REQUIRED WORK: Return every line from the items below that contains the string "sidewalk". Case counts.

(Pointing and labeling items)
____________________

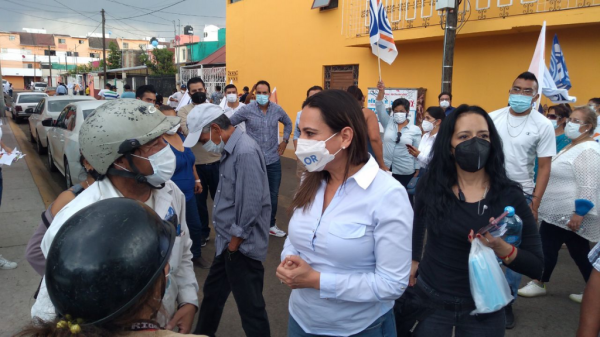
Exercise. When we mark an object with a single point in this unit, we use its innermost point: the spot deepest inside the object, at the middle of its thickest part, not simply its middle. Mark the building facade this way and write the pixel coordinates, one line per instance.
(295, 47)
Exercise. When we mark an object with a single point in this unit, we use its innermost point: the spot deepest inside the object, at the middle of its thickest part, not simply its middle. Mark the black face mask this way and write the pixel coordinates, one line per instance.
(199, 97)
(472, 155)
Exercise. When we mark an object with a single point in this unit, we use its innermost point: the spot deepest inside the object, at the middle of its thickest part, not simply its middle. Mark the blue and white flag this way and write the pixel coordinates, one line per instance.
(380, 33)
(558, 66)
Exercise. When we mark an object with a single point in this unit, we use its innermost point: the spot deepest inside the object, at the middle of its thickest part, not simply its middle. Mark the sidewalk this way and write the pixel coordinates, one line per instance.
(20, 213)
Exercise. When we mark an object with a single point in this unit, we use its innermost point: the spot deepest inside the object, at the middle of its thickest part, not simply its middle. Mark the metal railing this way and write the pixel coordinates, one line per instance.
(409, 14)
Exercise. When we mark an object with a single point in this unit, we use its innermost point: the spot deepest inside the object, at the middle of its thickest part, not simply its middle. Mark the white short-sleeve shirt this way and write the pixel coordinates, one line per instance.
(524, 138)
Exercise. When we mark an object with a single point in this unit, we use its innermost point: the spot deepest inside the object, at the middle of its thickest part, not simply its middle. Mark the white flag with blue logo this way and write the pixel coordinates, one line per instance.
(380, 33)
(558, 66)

____________________

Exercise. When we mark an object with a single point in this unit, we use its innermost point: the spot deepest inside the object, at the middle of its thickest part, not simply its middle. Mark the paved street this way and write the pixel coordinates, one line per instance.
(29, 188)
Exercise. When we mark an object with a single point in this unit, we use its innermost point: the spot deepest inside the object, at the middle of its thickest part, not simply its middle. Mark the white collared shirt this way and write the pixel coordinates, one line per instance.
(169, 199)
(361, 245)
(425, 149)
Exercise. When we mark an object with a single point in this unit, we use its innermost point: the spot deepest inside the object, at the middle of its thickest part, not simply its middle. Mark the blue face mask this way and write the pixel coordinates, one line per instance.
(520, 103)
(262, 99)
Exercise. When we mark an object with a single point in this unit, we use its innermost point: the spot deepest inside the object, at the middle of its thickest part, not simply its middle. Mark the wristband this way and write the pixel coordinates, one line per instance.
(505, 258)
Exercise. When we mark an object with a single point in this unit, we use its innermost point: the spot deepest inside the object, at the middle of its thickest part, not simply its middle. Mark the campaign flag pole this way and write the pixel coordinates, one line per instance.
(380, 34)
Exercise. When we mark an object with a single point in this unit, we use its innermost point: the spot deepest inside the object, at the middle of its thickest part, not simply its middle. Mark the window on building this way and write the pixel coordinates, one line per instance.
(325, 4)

____________________

TASK RESPONSE:
Exercise. When we mark an object with a single point in this unit, we use its innermost point: the spot deepest inside the object, at the middle of its thickest part, not simply its middle. Mark the sidewalk this way and write the pixel coordinates, one line per instance.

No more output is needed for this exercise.